**Task goal:** Transcribe the tail of the listing: start at the line containing "Task: locate the side" and stop after the last line, keeping every character as is and adding nothing.

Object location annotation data
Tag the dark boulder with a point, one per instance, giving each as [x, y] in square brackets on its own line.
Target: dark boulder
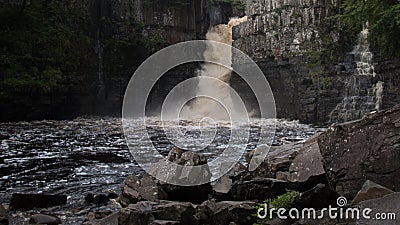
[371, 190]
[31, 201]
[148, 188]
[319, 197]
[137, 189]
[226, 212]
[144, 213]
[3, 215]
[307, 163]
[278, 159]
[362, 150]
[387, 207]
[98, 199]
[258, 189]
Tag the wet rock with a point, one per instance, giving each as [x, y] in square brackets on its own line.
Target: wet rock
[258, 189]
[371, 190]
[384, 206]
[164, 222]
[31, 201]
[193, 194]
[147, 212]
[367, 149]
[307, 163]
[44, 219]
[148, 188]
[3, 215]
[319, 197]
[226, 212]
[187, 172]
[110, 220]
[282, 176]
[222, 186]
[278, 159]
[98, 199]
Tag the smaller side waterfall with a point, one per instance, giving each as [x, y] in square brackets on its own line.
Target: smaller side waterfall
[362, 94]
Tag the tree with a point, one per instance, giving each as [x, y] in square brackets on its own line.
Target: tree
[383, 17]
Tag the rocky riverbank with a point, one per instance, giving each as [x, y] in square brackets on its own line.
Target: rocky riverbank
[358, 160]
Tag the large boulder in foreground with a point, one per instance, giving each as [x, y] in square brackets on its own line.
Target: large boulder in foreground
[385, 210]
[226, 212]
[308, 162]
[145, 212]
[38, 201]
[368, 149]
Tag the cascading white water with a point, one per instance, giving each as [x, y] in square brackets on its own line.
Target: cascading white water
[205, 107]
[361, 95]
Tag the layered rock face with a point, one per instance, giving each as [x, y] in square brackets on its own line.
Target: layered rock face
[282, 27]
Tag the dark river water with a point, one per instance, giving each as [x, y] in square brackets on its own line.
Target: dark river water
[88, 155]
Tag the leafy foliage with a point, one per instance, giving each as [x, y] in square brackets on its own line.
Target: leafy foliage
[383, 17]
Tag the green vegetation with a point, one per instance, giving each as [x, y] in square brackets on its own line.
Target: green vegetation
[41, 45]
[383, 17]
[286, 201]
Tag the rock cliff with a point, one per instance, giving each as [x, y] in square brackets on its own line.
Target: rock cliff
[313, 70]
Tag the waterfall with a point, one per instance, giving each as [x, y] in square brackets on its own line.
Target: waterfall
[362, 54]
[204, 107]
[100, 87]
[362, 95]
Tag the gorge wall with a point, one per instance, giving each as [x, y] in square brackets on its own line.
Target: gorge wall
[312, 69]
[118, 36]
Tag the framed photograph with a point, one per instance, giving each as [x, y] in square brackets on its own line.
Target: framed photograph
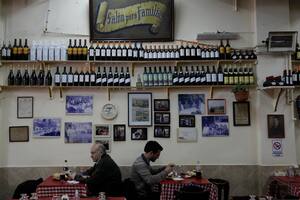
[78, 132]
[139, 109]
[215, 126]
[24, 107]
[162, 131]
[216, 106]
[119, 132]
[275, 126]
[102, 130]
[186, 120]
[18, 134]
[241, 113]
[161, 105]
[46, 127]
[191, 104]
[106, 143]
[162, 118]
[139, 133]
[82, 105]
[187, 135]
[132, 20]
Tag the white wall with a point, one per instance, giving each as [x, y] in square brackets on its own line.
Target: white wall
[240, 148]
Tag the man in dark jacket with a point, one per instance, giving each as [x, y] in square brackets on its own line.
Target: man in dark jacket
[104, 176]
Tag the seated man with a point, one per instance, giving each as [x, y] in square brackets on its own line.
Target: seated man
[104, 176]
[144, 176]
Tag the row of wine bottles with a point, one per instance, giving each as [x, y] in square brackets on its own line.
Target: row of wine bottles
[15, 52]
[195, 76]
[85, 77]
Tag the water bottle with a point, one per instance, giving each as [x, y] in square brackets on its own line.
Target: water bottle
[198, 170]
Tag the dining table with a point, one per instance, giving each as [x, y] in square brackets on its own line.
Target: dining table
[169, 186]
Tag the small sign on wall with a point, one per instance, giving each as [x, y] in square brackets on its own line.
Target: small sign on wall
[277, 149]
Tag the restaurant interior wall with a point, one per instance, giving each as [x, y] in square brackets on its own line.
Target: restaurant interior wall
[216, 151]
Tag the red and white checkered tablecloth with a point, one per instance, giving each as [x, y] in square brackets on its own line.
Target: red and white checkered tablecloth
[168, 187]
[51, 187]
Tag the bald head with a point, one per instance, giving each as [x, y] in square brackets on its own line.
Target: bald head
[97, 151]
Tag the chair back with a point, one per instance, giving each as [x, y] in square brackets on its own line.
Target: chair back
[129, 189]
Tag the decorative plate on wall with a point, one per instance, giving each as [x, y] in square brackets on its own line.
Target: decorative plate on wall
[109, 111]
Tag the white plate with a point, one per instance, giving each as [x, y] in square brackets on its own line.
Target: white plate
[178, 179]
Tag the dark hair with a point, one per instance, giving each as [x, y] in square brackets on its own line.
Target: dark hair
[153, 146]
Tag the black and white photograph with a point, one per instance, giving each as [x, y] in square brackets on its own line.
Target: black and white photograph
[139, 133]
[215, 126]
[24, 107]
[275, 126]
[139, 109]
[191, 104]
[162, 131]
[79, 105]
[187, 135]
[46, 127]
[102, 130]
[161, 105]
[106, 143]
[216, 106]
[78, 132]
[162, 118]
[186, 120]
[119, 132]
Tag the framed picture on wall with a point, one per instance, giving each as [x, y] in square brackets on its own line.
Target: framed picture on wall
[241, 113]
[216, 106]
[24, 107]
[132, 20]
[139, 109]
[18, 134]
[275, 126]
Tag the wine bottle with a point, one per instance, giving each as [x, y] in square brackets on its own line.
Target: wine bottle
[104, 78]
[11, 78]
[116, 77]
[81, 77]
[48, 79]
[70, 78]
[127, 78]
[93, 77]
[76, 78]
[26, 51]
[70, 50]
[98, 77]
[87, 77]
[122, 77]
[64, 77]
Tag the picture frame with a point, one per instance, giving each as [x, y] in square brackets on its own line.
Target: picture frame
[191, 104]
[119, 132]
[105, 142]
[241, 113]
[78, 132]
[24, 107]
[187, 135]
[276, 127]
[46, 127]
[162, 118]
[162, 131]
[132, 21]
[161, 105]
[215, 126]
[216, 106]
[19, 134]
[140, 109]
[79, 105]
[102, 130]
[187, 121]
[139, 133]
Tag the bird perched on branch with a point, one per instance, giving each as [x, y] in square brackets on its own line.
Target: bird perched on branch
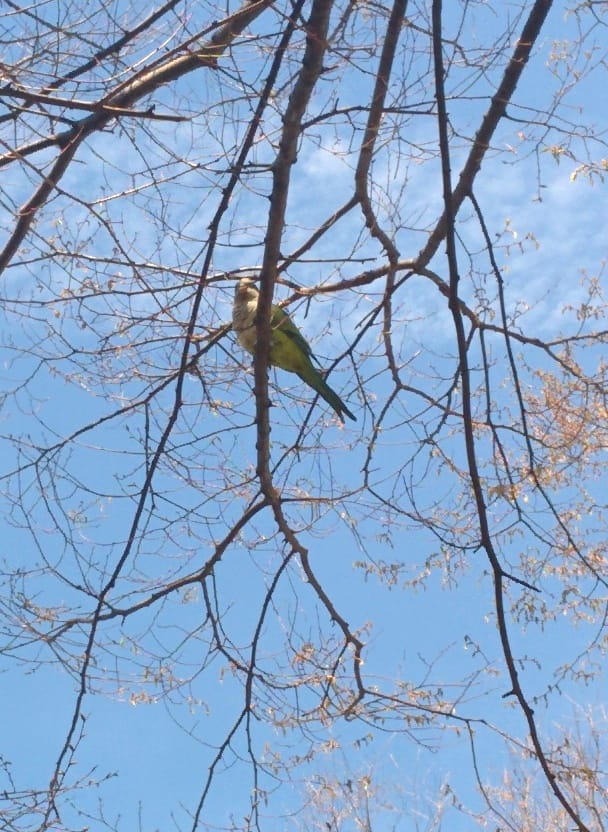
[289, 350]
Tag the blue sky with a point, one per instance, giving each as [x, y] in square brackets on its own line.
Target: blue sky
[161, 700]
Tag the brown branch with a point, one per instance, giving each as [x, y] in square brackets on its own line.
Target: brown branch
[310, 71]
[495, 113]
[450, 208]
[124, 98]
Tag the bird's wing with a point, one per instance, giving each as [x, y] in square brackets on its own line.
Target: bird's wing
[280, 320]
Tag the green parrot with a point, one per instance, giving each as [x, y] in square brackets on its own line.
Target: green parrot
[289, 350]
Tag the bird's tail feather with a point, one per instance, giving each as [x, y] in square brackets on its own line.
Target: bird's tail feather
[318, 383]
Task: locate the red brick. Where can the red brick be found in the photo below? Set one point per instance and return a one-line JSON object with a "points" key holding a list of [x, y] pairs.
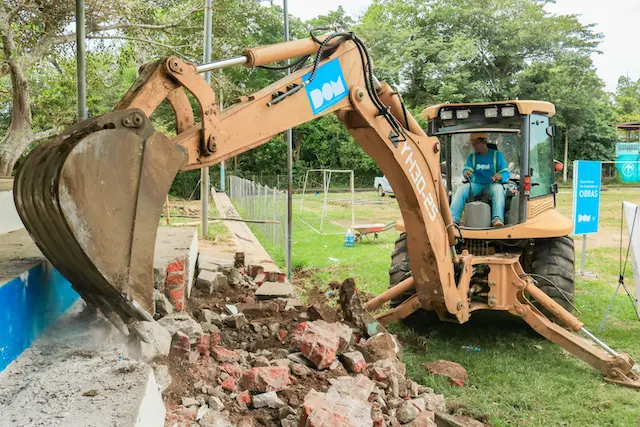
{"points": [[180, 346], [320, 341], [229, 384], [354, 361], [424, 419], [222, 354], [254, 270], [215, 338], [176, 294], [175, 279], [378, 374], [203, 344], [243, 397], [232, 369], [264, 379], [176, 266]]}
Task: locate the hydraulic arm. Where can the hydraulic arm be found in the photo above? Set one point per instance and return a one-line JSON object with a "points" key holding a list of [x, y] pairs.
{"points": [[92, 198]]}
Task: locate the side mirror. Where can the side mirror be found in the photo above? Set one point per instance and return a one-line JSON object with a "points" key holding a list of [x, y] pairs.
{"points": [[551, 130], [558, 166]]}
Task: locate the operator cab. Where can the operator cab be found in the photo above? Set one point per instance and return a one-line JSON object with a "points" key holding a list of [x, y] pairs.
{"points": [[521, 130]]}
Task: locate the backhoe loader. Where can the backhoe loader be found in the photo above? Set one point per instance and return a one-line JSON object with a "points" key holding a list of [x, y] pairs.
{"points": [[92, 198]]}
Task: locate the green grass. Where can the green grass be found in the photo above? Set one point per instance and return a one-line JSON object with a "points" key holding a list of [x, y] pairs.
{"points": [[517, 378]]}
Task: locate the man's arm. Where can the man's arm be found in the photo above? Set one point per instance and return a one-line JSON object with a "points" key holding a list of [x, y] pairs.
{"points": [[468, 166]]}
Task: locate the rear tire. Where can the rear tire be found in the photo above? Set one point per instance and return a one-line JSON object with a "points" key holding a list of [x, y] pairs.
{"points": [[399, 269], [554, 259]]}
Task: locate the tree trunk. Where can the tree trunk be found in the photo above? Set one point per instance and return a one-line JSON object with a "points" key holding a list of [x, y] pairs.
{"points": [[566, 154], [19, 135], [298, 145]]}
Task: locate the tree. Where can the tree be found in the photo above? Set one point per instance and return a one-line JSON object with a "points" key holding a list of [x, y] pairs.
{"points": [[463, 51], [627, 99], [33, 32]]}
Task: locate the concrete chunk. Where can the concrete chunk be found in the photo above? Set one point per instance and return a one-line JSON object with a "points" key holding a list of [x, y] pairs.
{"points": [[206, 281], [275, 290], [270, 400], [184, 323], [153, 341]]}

**Answer to the problem:**
Task: locate the side mirror. Where can the side mirror be found in the photo above? Set one point per instance and return a one-line JSON object with a "points" key holding a list of [x, y] pairs.
{"points": [[551, 130], [558, 166]]}
Task: locate the operator cab. Where can the operator cab be found in the photo above? Set one point per instance and return a one-line JSON object with a "points" key holding a list of [x, y] pairs.
{"points": [[521, 130]]}
Task: locate the backhoe loader. Where can the backhoe loader be found in the photo above? Set one point per instance and return a one-line JSON object with a "points" key holding a list of [x, y] pairs.
{"points": [[92, 198]]}
Task: locate the green grass. Where can the green grass be found in the photo above? Set one point per instance and return a one-line JSON object with a "points" key holding a list of [x, y] pairs.
{"points": [[517, 378]]}
Task: locate the man's arm. Where can the man's arm be found in the photo above? Set one point per instance and return a one-line JSON object with a "points" key holding a list of [x, y] pairs.
{"points": [[468, 166]]}
Task: locate the rear tire. Where can the rear tire be found in the photo above? Set one point per instance and return a one-line JSON object with a "points" key holding a list of [x, y] pairs.
{"points": [[399, 269], [554, 259]]}
Task: locate the tree trunk. Where can the tree trunk be found in the photo above? Set one point per instance and return a one-line JSON object with a "points" key holding a list of [x, y] pairs.
{"points": [[566, 154], [19, 135], [298, 145]]}
Task: locate the tree. Where can the tree be found in the photo above? Set one point per instance and return a one-line JSON object with a "points" key holding a list of [x, y] pairs.
{"points": [[463, 51], [627, 99], [33, 32]]}
Task: locate the concrete chunk. Where can the concrete chunk be found in the photo above? Set one point per instance and return a one-line JSON object with a "points" key holding a list of [x, y] pairs.
{"points": [[206, 281], [275, 290], [270, 400], [184, 323], [153, 341]]}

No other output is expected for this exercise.